Nov 22, 2009

4 Margaritas Later. . .

Despite the fact that Sex and the City is one of my all-time favorite TV shows and I tend to relate many of my adventures to the girls in the show, I don't actually do the party scene very often. In fact, I do it so rarely that it really is a big event just to get me out there. But this past week had been full of subconscious emotional stress and deep down there was an inexplicable desire to go out and burn off some steam in an environment completely out of my normal realm of reality. It was that same reckless abandon that sent me to some random masquerade a few years back. So when one of my single Facebook friends announced her desire to gather some friends for a night of dancing in Portland to celebrate her birthday, I responded immediately in the affirmative. At least this time I had some idea, however slight, of who I would be going out with.

Since I go out so rarely, I'm very conscious of my drinking limits. Especially since I usually have to drive myself home. But this time I would be going along for the ride in every sense of the phrase. That was good planning on my part since I would be so far out of my comfort zone (a group of unfamiliar people in a crowded party scene expecting me to dance and talk and pretending that I'm not at all uncomfortable or shy) I knew I would need quite a bit of alcohol assistance. I was curious to see what would happen when I passed my usual stopping points.

We started the night at a 10:00 pm show at Harvey's comedy club. Being a Saturday night it was incredibly full. So much so that the seven of us were forced to scrunch around a tiny table and spill over to another table that luckily had a couple empty seats and very gracious occupants who didn't mind shuffling around a bit so our overflow could at least be close to our overcrowded table for two. This brings us to Margarita #1. Apparently this is what it takes to keep me from hyperventilating in the crush of people surrounding me. It's also what allows me to find tolerance (and chuckles) for the crude humor coming at me from on-stage. You can never be sure with Harvey's what kind of comedians you are going to get, but you can usually bet that Friday and Saturday nights are going to be less "family friendly" than during the week (not that any are appropriate for children. It's still a club and you have to be 21 to go in anyway). The comedians were funny (if a little embarrassing to my prudish side which hadn't yet had enough tequila to put it to sleep) and we all had a lot of fun laughing (which is the point of going to a comedy club, after all).

-----

Objectives.
• A. In the blog post about the margarita night out, what was the occasion for the dancing trip to Portland?
• B. Pick up the blog post about the margarita night out right after its last sentence and keep the story going.
The records that come next are from a different source than the blog post.

Entries provided.
-----

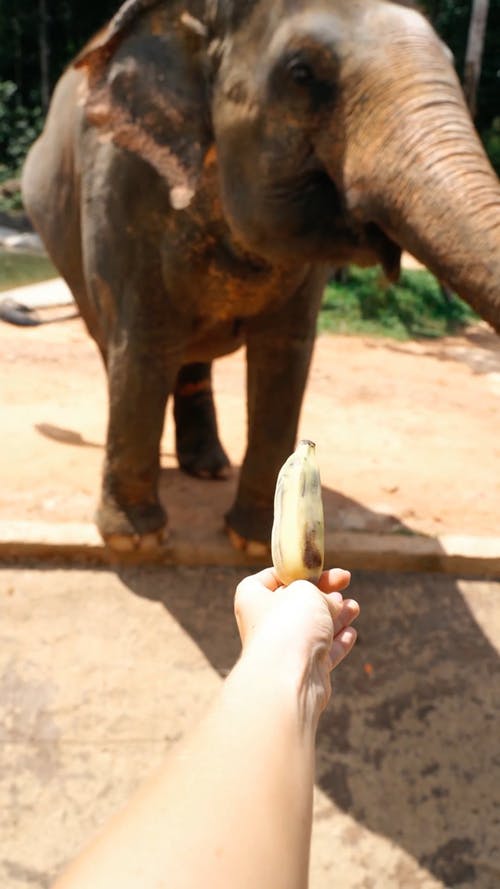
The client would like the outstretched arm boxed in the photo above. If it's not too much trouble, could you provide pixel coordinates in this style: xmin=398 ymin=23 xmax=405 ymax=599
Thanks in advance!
xmin=54 ymin=569 xmax=358 ymax=889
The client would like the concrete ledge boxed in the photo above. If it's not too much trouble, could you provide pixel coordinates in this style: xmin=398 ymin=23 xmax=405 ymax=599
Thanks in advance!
xmin=0 ymin=521 xmax=500 ymax=578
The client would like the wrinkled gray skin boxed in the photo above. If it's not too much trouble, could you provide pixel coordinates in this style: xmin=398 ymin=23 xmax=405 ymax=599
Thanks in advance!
xmin=23 ymin=0 xmax=500 ymax=550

-----

Outputs.
• A. A single Facebook friend was celebrating her birthday.

• B.
Next we walked a couple blocks down to a club called Embers. When we walked in, we were greeted with strobing colored lights on the dance floor and the boom-ba-boom-ba-boom of dance remixed 80's music. My first thought was of an episode of Sex and the City where the girls go to Stanton Island and dance to 80's music after judging the hot firefighters competition. While the others wandered the crowd and looked for a table, I headed off to the bar and ordered Margarita #2. This one was to allow me to talk to the strangers I was spending the evening hanging with. This is also usually where I stop in my normal world. It's just enough to loosen me up enough to forget I'm shy, but not so much that I can't drive home at the end of the evening. But I wasn't driving that night, so that didn't have to be a factor for once.

You know, it's really hard to sit and get to know people at a dance club. I suppose I should have realized that I wasn't going to be allowed to hang out at the table and chat. Eventually one of our group left us to check out the drag show in the other part of the club and Dee Dee (the birthday girl) dragged the rest of us out to the dance floor. The second I stepped out on the floor, a new song started and I cringed. Of all the dang-gum 80's songs to greet me on the dance floor. . . I stood there for a few seconds, trying to get my body to pretend to dance along, but I realized very quickly that I didn't have enough alcohol in me to bust a dance move to the dreaded sounds of "Love shack, baby, love shack. . . " so I gracefully swung my hips toward the bar and picked up Margarita #3.

Okay, usually this is the point where bad ideas seem like good ideas, which is why I don't make it here very often. Luckily, this situation didn't lend itself to much in the way of "bad decision making" so I was pretty safe. But apparently #3 is also where my prudish side calls it a night and goes to sleep and I'm left determining that the idea of watching a drag show with everyone else seems completely logical and normal (not to mention, a hell of a way to celebrate a girlfriend's birthday!). So, off to the other side of the bar we headed.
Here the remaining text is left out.